[Coordinate annotation entries]
·····
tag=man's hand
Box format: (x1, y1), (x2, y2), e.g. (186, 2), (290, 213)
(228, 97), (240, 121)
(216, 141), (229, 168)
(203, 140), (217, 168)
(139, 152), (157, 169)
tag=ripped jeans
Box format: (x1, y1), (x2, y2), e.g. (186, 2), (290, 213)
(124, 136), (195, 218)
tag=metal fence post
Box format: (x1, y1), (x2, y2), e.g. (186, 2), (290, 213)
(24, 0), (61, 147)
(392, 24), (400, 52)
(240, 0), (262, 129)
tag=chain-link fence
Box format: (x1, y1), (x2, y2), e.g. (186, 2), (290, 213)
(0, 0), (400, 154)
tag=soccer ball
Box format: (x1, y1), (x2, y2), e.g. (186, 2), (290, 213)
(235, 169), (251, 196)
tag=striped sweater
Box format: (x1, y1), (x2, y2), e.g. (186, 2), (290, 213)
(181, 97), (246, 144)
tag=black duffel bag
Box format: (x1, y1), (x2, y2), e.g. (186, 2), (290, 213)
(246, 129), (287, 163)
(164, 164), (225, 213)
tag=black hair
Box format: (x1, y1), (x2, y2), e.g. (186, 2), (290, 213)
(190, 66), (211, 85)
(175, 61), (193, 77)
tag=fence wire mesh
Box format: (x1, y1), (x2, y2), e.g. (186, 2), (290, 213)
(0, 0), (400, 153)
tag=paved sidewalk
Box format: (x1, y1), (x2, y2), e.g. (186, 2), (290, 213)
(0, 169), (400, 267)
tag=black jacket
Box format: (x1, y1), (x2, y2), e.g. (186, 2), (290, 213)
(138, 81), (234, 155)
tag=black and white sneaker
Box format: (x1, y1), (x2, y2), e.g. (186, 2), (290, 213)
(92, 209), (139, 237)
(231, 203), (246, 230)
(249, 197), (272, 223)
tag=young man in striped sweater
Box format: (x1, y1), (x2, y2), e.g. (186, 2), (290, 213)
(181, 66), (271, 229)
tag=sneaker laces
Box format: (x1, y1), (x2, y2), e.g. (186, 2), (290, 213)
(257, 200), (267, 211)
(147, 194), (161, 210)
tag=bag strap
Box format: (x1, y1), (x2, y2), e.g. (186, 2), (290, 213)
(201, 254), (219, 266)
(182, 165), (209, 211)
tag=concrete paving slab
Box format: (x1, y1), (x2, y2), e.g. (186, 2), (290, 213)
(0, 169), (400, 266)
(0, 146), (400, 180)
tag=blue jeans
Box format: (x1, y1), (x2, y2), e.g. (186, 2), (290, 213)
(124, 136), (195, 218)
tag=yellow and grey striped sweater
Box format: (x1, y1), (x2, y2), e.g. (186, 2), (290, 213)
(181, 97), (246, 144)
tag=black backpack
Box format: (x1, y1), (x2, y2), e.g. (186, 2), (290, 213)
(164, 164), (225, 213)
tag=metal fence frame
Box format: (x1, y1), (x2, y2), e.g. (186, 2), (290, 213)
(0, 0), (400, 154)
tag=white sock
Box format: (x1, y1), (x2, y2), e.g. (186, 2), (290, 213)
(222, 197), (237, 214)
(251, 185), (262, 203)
·····
• **Your task**: Copy out word for word the part of the rows that opens with the line containing "tag=fence wire mesh" and closes with the line containing "(147, 194), (161, 210)", including both of those lines.

• **Full response**:
tag=fence wire mesh
Box format: (x1, y1), (x2, y2), e.g. (186, 2), (290, 213)
(0, 0), (400, 153)
tag=paved sidewalk
Box format: (x1, y1), (x2, y2), e.g. (186, 2), (290, 213)
(0, 169), (400, 267)
tag=black jacket
Box format: (x1, y1), (x2, y2), e.g. (186, 2), (290, 213)
(138, 81), (234, 155)
tag=black and white sneaker
Box format: (x1, y1), (x2, y2), e.g. (186, 2), (290, 213)
(92, 209), (139, 237)
(231, 203), (246, 230)
(249, 197), (272, 223)
tag=young man in striped sweater
Box format: (x1, y1), (x2, y2), e.g. (186, 2), (290, 213)
(181, 66), (271, 229)
tag=sneaker laces
Box format: (x1, y1), (x2, y2), e.g. (186, 2), (290, 213)
(257, 200), (267, 211)
(147, 194), (161, 210)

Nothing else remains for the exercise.